- Problem requirements
Your answer must be an exact copy of the data below, minus any pictures.

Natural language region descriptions
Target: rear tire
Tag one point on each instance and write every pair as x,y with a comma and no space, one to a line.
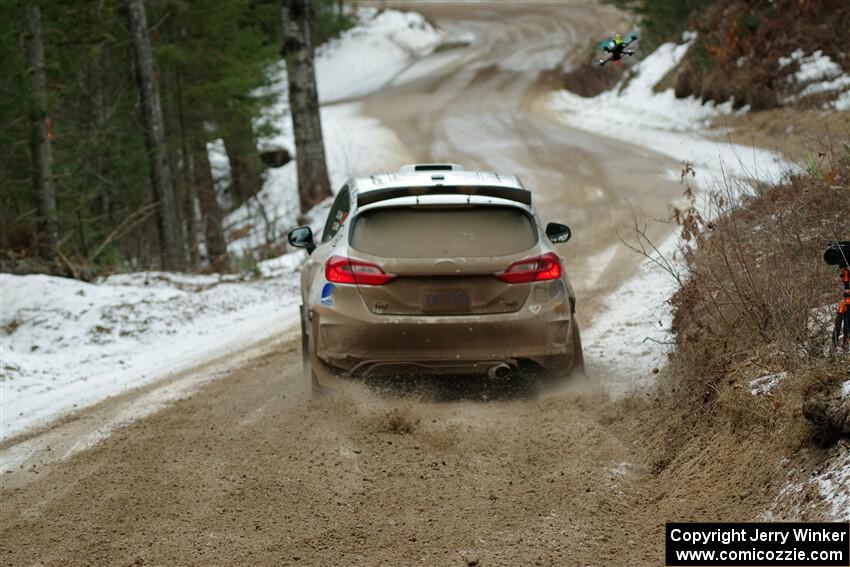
309,378
578,353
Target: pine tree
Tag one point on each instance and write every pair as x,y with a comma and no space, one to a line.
42,157
170,231
313,182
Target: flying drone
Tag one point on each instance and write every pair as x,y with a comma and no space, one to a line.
617,47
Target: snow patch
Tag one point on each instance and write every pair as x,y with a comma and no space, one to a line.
833,486
668,125
766,384
818,73
367,57
636,331
67,343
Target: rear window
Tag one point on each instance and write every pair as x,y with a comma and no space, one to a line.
424,232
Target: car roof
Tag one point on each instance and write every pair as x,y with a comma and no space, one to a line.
433,175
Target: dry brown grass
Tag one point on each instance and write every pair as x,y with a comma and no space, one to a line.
740,43
753,303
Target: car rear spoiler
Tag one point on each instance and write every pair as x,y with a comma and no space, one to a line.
509,193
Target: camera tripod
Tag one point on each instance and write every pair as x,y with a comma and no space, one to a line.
842,319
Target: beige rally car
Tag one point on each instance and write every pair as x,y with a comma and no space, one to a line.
435,270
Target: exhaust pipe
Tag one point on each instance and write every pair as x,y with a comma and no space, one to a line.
500,370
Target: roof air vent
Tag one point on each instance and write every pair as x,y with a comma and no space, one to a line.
430,167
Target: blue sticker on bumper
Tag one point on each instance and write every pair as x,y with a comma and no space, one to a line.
328,295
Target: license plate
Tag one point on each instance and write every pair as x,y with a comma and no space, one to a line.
445,301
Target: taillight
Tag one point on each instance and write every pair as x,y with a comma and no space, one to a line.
340,269
539,268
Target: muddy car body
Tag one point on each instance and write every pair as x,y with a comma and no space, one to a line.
435,269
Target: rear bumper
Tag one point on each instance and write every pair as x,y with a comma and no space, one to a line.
360,342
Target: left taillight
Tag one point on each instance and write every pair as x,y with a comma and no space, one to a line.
537,269
340,269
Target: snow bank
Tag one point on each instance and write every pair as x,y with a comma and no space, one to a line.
766,384
833,485
369,56
67,343
636,330
668,125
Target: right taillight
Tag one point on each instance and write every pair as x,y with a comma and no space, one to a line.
537,269
340,269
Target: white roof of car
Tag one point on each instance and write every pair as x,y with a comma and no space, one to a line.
433,175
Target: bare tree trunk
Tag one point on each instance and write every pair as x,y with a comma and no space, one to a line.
313,183
213,217
191,197
168,223
42,158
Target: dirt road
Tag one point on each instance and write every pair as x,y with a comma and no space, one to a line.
241,471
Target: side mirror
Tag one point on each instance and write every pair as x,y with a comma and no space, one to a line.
558,233
302,237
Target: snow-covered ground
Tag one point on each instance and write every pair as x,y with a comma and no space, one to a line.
671,126
818,73
635,331
65,344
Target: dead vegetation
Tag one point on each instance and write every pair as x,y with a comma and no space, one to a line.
752,360
758,297
736,54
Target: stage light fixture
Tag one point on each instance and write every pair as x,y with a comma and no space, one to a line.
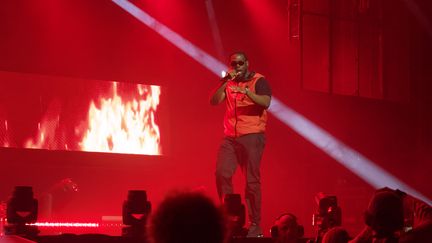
236,214
136,210
22,210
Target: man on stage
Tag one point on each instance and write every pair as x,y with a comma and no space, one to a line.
247,95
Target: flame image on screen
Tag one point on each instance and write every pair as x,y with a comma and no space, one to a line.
119,126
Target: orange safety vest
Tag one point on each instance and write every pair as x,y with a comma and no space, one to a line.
242,115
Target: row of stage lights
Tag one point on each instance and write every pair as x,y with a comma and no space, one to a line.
22,212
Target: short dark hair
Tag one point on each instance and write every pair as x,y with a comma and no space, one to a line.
187,217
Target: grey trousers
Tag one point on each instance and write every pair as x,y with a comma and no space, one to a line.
245,151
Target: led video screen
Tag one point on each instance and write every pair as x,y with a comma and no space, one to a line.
60,113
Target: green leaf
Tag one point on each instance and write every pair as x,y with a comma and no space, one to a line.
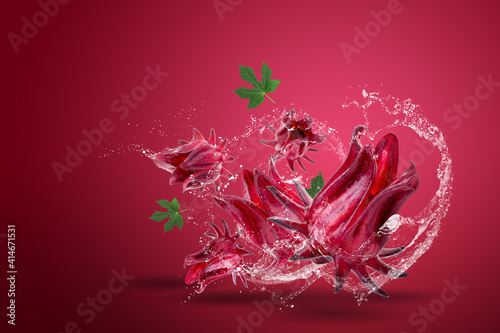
317,184
176,220
173,216
260,89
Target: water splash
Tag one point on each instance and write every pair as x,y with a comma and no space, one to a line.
418,232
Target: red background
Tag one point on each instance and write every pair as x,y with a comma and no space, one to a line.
72,234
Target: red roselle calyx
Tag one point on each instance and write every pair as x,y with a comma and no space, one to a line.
196,163
343,224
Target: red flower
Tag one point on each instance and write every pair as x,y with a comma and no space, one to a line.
345,221
253,214
219,258
196,163
293,139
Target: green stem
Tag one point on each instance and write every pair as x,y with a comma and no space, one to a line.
270,98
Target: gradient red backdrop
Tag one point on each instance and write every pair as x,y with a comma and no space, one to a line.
72,235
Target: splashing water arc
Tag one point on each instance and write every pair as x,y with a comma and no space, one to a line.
424,225
415,233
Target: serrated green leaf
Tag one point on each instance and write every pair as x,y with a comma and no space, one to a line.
260,89
174,218
317,184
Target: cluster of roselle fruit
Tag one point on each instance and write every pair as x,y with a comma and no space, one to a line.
343,224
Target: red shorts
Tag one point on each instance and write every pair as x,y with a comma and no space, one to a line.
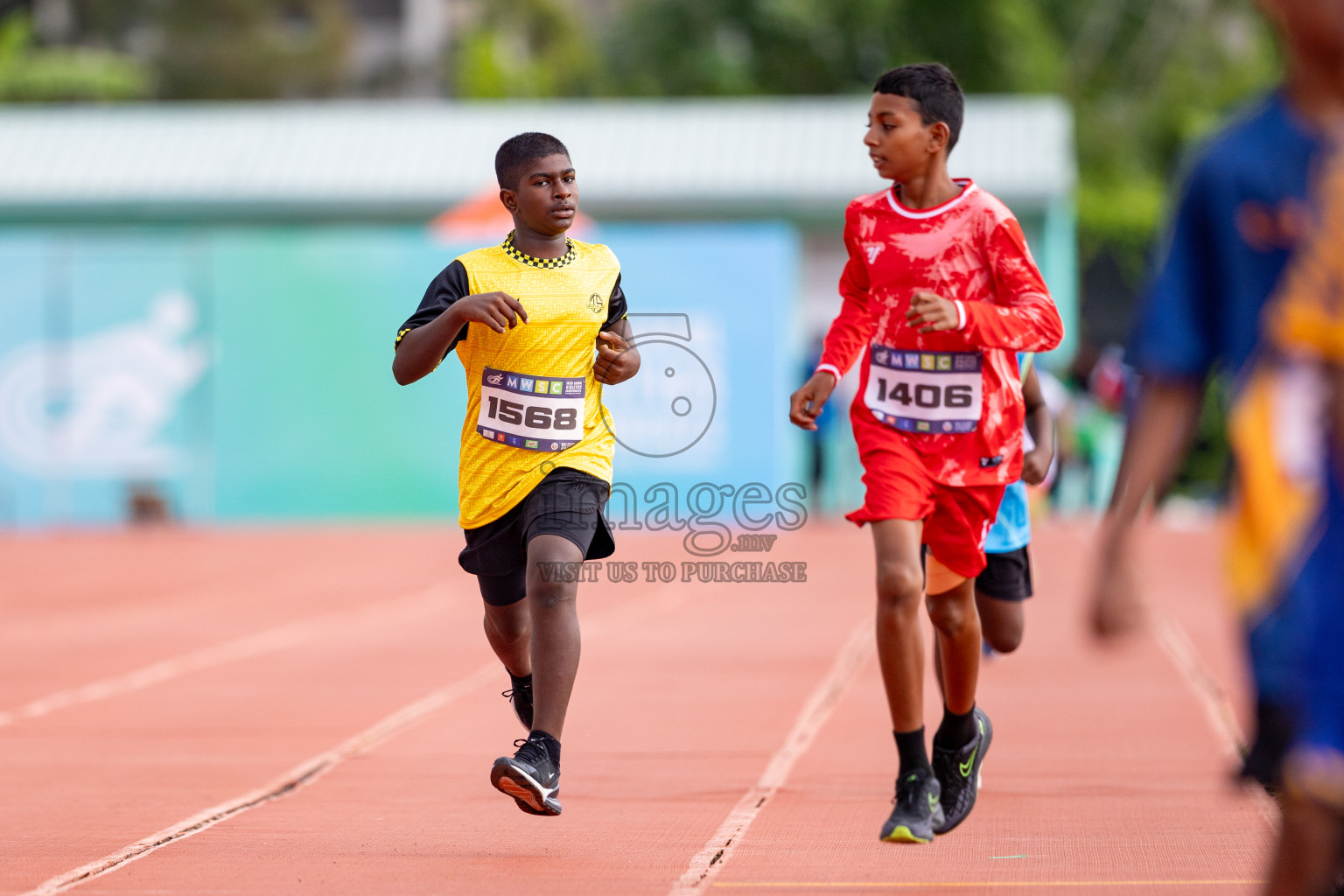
956,519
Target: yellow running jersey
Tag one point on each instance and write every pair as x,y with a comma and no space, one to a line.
533,402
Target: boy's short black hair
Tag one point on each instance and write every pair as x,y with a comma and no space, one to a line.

- Exercise response
Target: rear tire
Tag one point on each instance and write every pair as x,y with a comma and no space, one to a line.
309,378
578,353
Target: pine tree
Tag one point on each instance and write every pair as x,y with a comma and no space, one to a line.
42,157
170,231
313,182
Target: flying drone
Tag one point on each instance and write every pair as x,y with a comma and no space, one to a line.
617,47
Target: snow patch
Tag one point on each instance and write every pair as x,y with a comma and no space, one to a line.
833,486
668,125
766,384
818,73
367,57
636,331
67,343
Target: rear window
Tag one point on each instance and write every pair as x,y with a comma and no space, one to a line.
424,232
Target: car roof
Tag one point on each instance and write every pair as x,y with a comma and no space, one to a line.
433,175
Target: dry brown grass
Tag one point on each instance and write every pair as x,y with a comma and no space, one to a line.
740,43
753,303
Target: car rear spoiler
Tag one point on each instance and write every pair as x,y with a comma and no space, one to a line.
509,193
Target: camera tripod
Tag one point on each instance and write every pair as x,y with a comma and no space, one to a line.
842,319
Target: beige rally car
Tag one point on each instance and write every pair as x,y with a comma and no space, one to a line.
435,270
Target: exhaust pipe
Tag one point on each instance and write every pair as x,y with a comma and no space, one to a line.
500,370
Target: roof air vent
Tag one point on each instance and write every pair as x,y with a comma and no space, one to a line.
430,167
Target: blue sticker on bumper
Tag one point on each instance and write every pair as x,y with a comma and no space, one to a line.
328,295
Target: license plate
Tag one point on each instance and write every pair as x,y with a comma and no space, one to a line.
445,301
Target: taillight
Tag one point on each instance and write every pair as x,y with a comma and no space, one to a line.
340,269
539,268
Target: muddy car body
Tag one point on each instance and write every pair as x,y with a comma and no space, one to a line.
435,269
Target: rear bumper
Tag one point on each instance and write every pair as x,y with a comma and no space, one to a line.
360,342
Target: left taillight
Tag one point on each instance and write every pair as x,y with a comma and no space, one to a line.
537,269
340,269
Target: snow bank
Tag one point on each instance and write every pair as x,y with a comma and no space, one to a line.
766,384
833,485
369,56
67,343
636,330
668,125
Target: right taillight
Tag one point on each instance and write every pair as x,y with a comma and no space, one to a line.
537,269
340,269
Target: white roof of car
Tag one point on each instance and write every pair as x,y with a comma and no space, one to a line.
433,175
Target: bare tree trunk
Tag one point on each instance and write every pair as x,y with a comma and no space, one to a line.
313,183
213,217
191,197
168,223
42,158
Target: dirt road
Tag one point on each instance and write every pair as x,y with a comma and no space, one to a line.
241,471
Target: side mirror
Tag one point on each instance and write every pair as x,y with a comma and no space, one to a line.
558,233
302,237
Target: snow-covered ground
Tag one point on each instance and write every pair as x,y with a comma and no space, one to a line.
671,126
818,73
635,331
65,344
Target: dead vegetation
Tag one point on each instance and write every pair as x,y with a comma and no space, one to a line.
752,360
758,297
736,54
Target: stage light fixture
Tag one point on each instance and write every pair as x,y with a comma and no space, one to a line.
236,214
136,210
22,210
Target: man on stage
Tag one point on each instance and write every pair as x,y with a comma and no space, one to a line.
247,95
Target: flame image on screen
Tag one point on each instance and write every pair as x,y with a comma and no space, one to a line.
119,126
Target: orange safety vest
Tag one point on each instance and write every pair as x,y with a comma and no space, one to a line.
242,115
Target: row of stage lights
Tag one point on each instance and write every pair as x,y with a comma and no space, one to a line.
22,212
Target: short dark hair
Tag one point on each instance and write every pair as x,y with a comma and no space, one to a line.
187,217
Target: grey trousers
Tag one point on each instance and write every pair as x,y with a comma and no space, one to a line.
245,151
Target: led video screen
Tag one point on each instance and write every pair as x,y with a comma and no space, one to a line.
60,113
Target: green leaf
Tag one point on each instance and write every pair as x,y with a comma and no space, one to a line.
317,184
176,220
173,216
260,89
Target: water splash
Tag one point on each instance and write every pair as x,y with a comma and no space, one to a line.
418,232
Target: red background
Tag one point on each instance and write every pair as x,y with a comma and no space, one to a line.
72,234
Target: red roselle calyx
Tag one point on each instance and write every pair as x,y with a comma and no space, one to a line.
196,163
343,224
Target: red flower
Tag one point on each instance and write every pair as x,y with a comma and no space, one to a line.
345,221
253,214
219,258
196,163
293,139
Target: green stem
Tag one point on each instance and write every pair as x,y with a comma and no space, one to a line.
270,98
Target: gradient red backdrop
Tag one point on each instance and write every pair as x,y with a comma and no space, one to a line.
72,235
Target: splashing water arc
Tag one point on each instance and write every pair as x,y with a comma and no space, one to a line.
424,225
415,233
Target: serrated green leaf
Tag one point on each instance and write every pair as x,y with a comma and no space, one to a line.
260,89
174,218
317,184
Target: cluster of roselle fruit
Tag one point on each instance and write every pair as x,y with a comma and no space, one to a line.
343,224
Target: red shorts
Tag one point on each instance and write every pair as x,y with a comma and no space, one to a line.
956,519
Target: yellow running jersey
Tag one point on each instance and write every pair as x,y with a comma and no space, one to a line.
533,402
Target: boy's short black hair
Tag one point on each instance and write every pair as x,y with a comma and no space, one to a line.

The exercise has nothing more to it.